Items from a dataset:
★ ★ ★ ★ ★

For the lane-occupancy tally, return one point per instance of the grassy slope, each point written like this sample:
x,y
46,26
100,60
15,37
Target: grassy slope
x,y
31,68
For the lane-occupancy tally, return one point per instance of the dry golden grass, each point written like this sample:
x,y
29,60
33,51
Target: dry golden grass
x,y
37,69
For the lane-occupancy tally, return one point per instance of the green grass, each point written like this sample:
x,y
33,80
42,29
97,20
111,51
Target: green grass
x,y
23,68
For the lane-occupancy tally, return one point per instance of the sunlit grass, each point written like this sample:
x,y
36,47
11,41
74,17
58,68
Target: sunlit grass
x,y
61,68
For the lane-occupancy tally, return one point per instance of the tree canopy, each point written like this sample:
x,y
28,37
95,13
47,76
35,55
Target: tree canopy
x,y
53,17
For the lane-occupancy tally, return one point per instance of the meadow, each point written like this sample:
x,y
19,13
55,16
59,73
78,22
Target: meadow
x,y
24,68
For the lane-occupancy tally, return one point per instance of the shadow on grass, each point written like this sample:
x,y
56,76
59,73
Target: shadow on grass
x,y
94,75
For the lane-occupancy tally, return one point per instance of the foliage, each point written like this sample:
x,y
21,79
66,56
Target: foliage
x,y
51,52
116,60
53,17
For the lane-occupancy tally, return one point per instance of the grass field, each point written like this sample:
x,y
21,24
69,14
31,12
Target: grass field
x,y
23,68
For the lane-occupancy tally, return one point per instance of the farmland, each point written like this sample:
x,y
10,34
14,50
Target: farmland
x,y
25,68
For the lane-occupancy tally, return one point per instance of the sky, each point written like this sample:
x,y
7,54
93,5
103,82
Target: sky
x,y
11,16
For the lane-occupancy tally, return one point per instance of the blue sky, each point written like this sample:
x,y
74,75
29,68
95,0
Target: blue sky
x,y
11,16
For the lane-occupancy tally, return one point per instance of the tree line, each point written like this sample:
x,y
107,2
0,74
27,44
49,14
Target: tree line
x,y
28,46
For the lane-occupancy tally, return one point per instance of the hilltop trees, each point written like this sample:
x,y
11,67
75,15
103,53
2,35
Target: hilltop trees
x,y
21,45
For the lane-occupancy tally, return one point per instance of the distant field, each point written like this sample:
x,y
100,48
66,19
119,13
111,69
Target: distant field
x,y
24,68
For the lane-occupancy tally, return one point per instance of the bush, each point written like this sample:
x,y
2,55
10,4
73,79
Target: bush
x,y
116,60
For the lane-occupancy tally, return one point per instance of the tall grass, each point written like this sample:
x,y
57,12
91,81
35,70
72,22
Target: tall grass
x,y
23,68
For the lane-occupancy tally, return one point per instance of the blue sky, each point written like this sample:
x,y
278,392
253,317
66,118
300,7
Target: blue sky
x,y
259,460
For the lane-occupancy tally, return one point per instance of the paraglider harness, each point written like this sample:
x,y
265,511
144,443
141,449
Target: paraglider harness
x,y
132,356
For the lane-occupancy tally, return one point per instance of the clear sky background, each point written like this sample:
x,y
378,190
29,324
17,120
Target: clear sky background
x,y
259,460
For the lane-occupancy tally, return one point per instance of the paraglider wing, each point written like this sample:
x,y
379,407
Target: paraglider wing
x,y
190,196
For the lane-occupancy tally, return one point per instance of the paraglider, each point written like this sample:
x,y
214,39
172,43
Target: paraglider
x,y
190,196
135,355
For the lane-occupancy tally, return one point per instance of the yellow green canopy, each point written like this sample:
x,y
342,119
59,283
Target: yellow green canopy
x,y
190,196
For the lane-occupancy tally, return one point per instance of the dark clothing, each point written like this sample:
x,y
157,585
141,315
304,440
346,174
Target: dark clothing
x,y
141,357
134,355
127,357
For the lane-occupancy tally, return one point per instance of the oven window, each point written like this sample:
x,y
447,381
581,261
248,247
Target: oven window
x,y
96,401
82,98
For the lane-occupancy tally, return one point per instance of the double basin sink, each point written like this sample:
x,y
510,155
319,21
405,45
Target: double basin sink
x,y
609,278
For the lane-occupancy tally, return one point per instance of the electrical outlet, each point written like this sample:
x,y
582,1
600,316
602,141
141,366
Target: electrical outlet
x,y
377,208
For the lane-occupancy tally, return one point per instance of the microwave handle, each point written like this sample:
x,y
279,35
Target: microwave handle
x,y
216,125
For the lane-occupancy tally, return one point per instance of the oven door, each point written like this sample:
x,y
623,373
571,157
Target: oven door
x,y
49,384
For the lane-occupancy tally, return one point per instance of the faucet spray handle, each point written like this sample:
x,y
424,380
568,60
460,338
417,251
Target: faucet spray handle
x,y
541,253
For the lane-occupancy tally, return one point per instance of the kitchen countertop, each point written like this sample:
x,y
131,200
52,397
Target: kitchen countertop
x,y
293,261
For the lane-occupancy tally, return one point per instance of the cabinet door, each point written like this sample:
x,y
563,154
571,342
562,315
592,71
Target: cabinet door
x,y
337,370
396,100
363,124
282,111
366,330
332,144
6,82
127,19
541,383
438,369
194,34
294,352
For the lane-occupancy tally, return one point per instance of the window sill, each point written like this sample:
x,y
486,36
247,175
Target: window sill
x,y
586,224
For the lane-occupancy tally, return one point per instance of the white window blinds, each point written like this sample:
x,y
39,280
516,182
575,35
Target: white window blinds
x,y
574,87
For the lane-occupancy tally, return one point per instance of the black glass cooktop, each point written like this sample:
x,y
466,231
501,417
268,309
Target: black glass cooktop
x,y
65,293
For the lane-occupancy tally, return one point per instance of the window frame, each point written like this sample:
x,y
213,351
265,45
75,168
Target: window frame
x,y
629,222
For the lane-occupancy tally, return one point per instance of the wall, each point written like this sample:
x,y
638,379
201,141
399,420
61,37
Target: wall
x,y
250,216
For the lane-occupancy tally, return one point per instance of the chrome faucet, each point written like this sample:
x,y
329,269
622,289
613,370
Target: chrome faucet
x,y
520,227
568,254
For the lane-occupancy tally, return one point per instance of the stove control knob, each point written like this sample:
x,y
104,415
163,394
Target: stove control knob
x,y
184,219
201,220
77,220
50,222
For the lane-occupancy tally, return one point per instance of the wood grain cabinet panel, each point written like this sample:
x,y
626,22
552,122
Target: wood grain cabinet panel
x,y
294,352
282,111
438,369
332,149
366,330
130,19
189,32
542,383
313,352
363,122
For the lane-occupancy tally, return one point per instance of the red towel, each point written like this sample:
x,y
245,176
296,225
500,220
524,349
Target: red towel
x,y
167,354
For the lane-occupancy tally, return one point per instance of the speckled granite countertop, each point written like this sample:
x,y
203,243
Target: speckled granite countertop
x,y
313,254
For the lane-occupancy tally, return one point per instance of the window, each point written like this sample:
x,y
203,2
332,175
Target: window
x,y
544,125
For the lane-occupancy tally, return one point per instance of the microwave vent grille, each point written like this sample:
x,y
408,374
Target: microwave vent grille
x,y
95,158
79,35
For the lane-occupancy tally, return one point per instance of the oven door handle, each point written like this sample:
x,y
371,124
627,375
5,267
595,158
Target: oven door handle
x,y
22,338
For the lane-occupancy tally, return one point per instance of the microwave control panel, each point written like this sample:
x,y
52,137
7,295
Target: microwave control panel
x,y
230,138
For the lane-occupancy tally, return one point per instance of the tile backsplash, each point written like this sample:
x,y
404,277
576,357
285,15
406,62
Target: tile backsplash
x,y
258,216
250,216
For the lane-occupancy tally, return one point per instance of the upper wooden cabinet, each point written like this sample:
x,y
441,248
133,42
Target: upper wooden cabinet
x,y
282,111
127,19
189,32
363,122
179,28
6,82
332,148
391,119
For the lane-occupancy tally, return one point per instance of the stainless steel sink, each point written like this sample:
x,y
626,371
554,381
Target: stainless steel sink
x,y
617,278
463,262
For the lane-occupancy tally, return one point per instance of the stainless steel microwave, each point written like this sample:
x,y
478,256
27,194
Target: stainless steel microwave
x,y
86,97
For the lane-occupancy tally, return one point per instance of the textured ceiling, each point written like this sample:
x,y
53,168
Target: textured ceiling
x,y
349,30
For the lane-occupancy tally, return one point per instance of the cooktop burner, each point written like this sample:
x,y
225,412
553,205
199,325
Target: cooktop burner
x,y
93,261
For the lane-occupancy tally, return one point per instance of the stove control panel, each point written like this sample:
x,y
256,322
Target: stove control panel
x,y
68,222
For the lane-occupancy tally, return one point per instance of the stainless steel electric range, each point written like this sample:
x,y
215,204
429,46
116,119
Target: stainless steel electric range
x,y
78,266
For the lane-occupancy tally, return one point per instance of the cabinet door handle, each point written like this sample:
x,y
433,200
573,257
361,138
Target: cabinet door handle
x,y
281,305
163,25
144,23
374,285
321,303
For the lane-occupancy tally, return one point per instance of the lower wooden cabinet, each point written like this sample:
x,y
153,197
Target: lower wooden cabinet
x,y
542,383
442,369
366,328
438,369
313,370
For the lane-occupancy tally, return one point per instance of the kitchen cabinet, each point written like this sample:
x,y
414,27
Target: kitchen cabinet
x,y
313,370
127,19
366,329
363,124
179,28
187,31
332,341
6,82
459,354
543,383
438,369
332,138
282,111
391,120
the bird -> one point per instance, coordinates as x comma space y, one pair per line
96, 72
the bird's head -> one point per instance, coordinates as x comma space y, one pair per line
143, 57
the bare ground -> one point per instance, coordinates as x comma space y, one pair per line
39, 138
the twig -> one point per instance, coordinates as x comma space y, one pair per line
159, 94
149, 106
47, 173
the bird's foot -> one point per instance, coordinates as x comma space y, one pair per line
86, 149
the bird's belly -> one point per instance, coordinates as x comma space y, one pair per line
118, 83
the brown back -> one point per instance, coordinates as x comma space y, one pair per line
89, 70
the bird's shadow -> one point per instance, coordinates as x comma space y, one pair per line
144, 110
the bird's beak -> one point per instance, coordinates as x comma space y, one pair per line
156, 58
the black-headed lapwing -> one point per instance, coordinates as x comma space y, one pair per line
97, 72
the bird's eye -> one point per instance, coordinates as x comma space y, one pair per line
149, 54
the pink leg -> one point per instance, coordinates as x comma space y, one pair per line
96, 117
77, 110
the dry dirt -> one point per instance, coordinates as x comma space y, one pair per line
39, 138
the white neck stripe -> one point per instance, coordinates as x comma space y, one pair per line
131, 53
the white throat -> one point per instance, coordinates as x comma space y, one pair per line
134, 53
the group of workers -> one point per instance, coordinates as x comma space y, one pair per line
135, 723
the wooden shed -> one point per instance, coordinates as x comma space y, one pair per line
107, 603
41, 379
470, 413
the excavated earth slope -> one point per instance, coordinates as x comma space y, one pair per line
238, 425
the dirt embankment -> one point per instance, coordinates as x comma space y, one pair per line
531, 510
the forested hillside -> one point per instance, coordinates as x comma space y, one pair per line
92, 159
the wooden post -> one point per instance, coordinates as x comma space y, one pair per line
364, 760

★ ★ ★ ★ ★

__Exercise__:
Give back, word for word, the lines from the one with "the wooden post" through the last line of the entries, both included, and no other line.

__Result of the task__:
the wooden post -> one point per instance, coordinates as x comma space y, one pair per line
364, 760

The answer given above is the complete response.